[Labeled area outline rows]
- - -
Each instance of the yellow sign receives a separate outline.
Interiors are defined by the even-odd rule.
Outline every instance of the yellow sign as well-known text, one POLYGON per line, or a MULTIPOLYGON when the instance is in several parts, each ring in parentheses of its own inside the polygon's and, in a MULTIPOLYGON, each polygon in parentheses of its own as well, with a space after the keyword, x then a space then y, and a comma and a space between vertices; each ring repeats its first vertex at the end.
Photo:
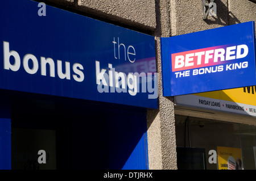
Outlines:
POLYGON ((195 94, 199 96, 256 106, 256 86, 195 94))
POLYGON ((175 97, 175 104, 256 117, 256 86, 175 97))
POLYGON ((217 146, 218 170, 242 170, 240 148, 217 146))

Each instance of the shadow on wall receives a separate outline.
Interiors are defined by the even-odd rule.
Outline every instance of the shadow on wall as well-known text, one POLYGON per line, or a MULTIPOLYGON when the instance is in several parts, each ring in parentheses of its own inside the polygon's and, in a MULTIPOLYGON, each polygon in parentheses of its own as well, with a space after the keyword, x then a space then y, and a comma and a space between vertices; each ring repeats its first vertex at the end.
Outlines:
MULTIPOLYGON (((209 2, 210 1, 208 1, 209 2)), ((228 26, 241 23, 231 11, 229 11, 228 7, 221 0, 215 0, 214 2, 216 3, 217 16, 211 16, 212 19, 204 19, 207 24, 217 24, 228 26), (227 12, 228 13, 228 17, 226 16, 227 12)), ((209 17, 209 15, 208 17, 209 17)))

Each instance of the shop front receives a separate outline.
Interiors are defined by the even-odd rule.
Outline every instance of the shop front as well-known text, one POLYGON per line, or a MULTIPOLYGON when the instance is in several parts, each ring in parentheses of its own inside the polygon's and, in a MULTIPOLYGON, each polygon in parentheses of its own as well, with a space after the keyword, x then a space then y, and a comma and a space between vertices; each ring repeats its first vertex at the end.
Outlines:
POLYGON ((40 5, 0 3, 0 169, 147 169, 154 37, 40 5))
POLYGON ((175 97, 178 169, 255 169, 253 87, 175 97))

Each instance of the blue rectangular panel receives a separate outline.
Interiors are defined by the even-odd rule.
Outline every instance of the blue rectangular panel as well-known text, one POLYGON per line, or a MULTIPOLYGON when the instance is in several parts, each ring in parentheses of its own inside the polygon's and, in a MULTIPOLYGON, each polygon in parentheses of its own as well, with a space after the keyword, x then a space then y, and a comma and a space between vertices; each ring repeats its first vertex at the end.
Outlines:
POLYGON ((154 36, 32 1, 0 9, 0 89, 157 108, 154 36))
POLYGON ((164 96, 256 85, 254 22, 161 38, 164 96))

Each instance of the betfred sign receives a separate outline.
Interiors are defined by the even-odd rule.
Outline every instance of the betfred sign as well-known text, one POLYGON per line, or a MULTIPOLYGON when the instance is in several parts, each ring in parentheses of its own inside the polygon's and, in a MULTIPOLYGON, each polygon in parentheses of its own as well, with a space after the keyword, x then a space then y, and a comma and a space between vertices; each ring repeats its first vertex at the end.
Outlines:
POLYGON ((254 22, 161 38, 164 96, 255 85, 254 22))

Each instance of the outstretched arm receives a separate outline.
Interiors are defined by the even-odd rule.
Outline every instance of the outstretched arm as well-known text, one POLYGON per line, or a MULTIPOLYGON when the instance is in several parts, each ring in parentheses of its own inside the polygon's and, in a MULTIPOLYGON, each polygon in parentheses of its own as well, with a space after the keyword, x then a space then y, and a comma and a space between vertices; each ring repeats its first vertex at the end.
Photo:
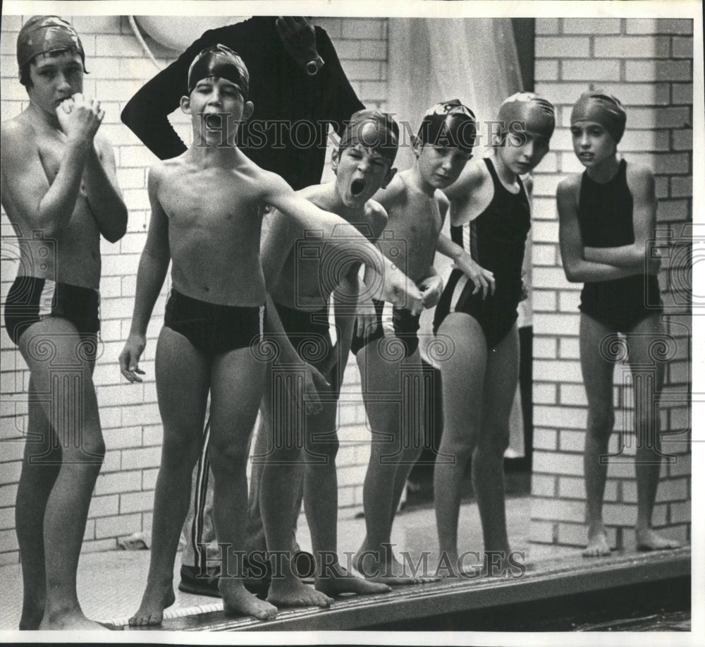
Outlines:
POLYGON ((148 191, 152 205, 152 219, 147 243, 140 258, 137 272, 137 290, 130 335, 120 353, 120 370, 130 382, 142 382, 138 368, 140 357, 147 344, 147 327, 154 303, 164 285, 171 255, 169 251, 168 218, 157 197, 158 171, 149 171, 148 191))
POLYGON ((422 308, 421 293, 410 279, 402 274, 382 255, 357 229, 347 221, 328 212, 321 211, 299 195, 281 177, 274 174, 264 188, 262 200, 294 218, 307 230, 321 231, 324 238, 337 244, 350 254, 350 263, 339 264, 337 284, 342 280, 350 264, 355 262, 371 264, 384 277, 382 297, 386 301, 407 308, 412 312, 422 308), (384 268, 384 269, 383 269, 384 268))
MULTIPOLYGON (((587 260, 584 258, 582 236, 577 219, 578 190, 579 186, 575 179, 570 178, 558 185, 556 194, 560 220, 558 236, 560 255, 565 277, 571 283, 584 283, 621 279, 643 272, 643 266, 618 267, 607 263, 587 260)), ((649 265, 651 273, 656 273, 660 261, 658 259, 649 259, 649 265)))
POLYGON ((485 270, 477 265, 467 252, 460 245, 453 243, 445 234, 441 234, 439 236, 439 243, 436 249, 443 256, 452 258, 453 267, 467 275, 475 286, 472 291, 473 294, 476 294, 480 290, 482 291, 483 298, 487 296, 488 292, 494 294, 494 274, 489 270, 485 270))

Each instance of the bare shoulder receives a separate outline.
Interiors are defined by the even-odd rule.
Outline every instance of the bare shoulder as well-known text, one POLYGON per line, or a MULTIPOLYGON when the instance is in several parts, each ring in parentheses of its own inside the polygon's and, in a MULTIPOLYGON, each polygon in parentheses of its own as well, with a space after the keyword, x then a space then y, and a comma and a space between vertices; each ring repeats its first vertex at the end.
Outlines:
POLYGON ((654 186, 654 173, 643 164, 630 162, 627 164, 627 186, 632 193, 652 193, 654 186))
POLYGON ((374 200, 386 210, 403 201, 409 190, 406 174, 405 171, 398 173, 385 188, 381 188, 374 194, 374 200))
POLYGON ((556 189, 556 195, 558 197, 568 197, 571 195, 577 196, 580 191, 580 181, 582 176, 577 173, 572 173, 563 178, 559 183, 556 189))
POLYGON ((382 232, 389 219, 387 210, 376 200, 372 198, 365 203, 364 216, 376 236, 382 232))
POLYGON ((0 154, 4 162, 11 162, 25 157, 28 150, 36 149, 35 129, 22 115, 8 119, 0 124, 0 154))

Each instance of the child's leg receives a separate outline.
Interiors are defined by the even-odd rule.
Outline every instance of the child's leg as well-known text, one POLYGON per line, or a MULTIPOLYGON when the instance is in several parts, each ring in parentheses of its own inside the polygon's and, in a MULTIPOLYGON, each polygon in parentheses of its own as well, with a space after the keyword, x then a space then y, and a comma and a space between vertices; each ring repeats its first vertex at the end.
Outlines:
POLYGON ((22 563, 23 602, 20 629, 39 628, 47 596, 44 518, 61 461, 61 450, 30 377, 27 440, 17 488, 15 526, 22 563))
POLYGON ((327 607, 331 599, 304 584, 290 568, 291 528, 303 479, 302 447, 306 418, 291 401, 277 368, 268 371, 262 398, 263 427, 269 440, 258 441, 266 452, 260 479, 259 506, 267 550, 281 555, 281 574, 273 573, 267 600, 278 607, 327 607), (266 430, 266 431, 265 431, 266 430))
POLYGON ((655 362, 649 347, 663 334, 659 315, 639 323, 627 336, 632 371, 634 431, 637 435, 637 548, 641 550, 678 548, 678 542, 660 536, 651 529, 651 513, 661 474, 661 429, 658 403, 663 387, 666 365, 655 362), (646 371, 639 367, 649 367, 646 371), (651 368, 651 367, 654 367, 651 368))
POLYGON ((587 433, 585 435, 585 492, 587 497, 588 543, 585 557, 609 555, 607 534, 602 521, 602 502, 607 482, 607 455, 614 428, 612 399, 614 362, 600 352, 609 328, 587 315, 580 315, 580 365, 587 394, 587 433))
POLYGON ((249 348, 218 356, 211 370, 211 440, 209 457, 214 477, 213 517, 216 536, 227 552, 228 576, 221 569, 223 606, 230 615, 262 620, 276 615, 276 607, 259 600, 243 584, 247 514, 245 468, 250 434, 257 416, 266 365, 249 348), (239 554, 238 554, 239 553, 239 554))
POLYGON ((357 353, 372 437, 362 490, 367 534, 355 565, 374 581, 412 584, 417 580, 403 573, 394 557, 391 538, 406 478, 422 448, 419 434, 415 433, 422 419, 423 403, 417 393, 419 385, 423 388, 420 357, 416 351, 405 363, 403 384, 401 361, 383 356, 379 345, 384 343, 372 341, 357 353), (415 390, 415 381, 419 382, 415 390))
POLYGON ((204 356, 183 335, 161 329, 155 358, 157 396, 164 425, 154 491, 152 555, 147 588, 132 626, 161 624, 173 604, 173 567, 188 512, 191 476, 202 441, 209 375, 204 356))
POLYGON ((485 552, 509 557, 504 512, 504 452, 509 446, 509 418, 519 381, 519 333, 515 326, 487 353, 482 415, 472 454, 472 484, 482 521, 485 552))
POLYGON ((441 365, 443 432, 434 471, 436 524, 441 557, 455 569, 460 489, 477 442, 487 344, 478 322, 461 313, 448 315, 439 334, 453 339, 455 351, 441 365))
MULTIPOLYGON (((44 514, 46 602, 40 628, 100 629, 83 615, 76 594, 88 507, 105 454, 92 377, 94 339, 82 341, 73 324, 51 317, 22 335, 20 350, 61 448, 56 454, 61 461, 58 473, 50 468, 47 478, 54 482, 44 514)), ((42 470, 41 464, 35 467, 42 470)), ((35 516, 35 528, 37 523, 35 516)), ((33 568, 39 564, 37 560, 33 568)))
MULTIPOLYGON (((345 367, 336 367, 343 372, 345 367)), ((324 460, 309 460, 304 471, 304 511, 311 531, 311 543, 316 562, 315 587, 326 595, 344 593, 382 593, 385 584, 368 582, 348 574, 338 560, 338 454, 337 398, 322 399, 323 409, 306 416, 305 456, 322 456, 324 460)))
- - -
- Challenge: Copy out the stretch of rows from the line containing "Each instance of the blue" through the line containing "POLYGON ((254 22, 161", reproducing each line verbatim.

- Written answer:
Each instance of the blue rectangular panel receives a separate outline.
Interiors are defined by the even-odd rule.
Outline every instance of the blue rectangular panel as well-known text, one POLYGON per line, or a MULTIPOLYGON when the instance is in several parts, each ring in parentheses of its own inside the polygon's and, in a MULTIPOLYGON, each polygon in parentheses of its own as well, with a space after the keyword, x then a space then y, and a comma and a space between vertices; each ring repeats its first vertex at the end.
Outlines:
POLYGON ((154 36, 32 1, 0 9, 0 89, 157 108, 154 36))
POLYGON ((164 96, 256 85, 254 22, 161 38, 164 96))

Each instance of the betfred sign receives a separate outline.
Interiors are defined by the even-odd rule.
Outline every instance of the betfred sign as well-known text, one POLYGON per line, or a MULTIPOLYGON when the instance is in several parts, each ring in parentheses of its own inside the polygon's and, in a MULTIPOLYGON, each polygon in parentheses of its own as well, with a space after the keyword, x then a space then y, and a comma and a space between vertices; each ring repeats its first vertex at the end.
Outlines:
POLYGON ((254 22, 161 38, 164 96, 255 85, 254 22))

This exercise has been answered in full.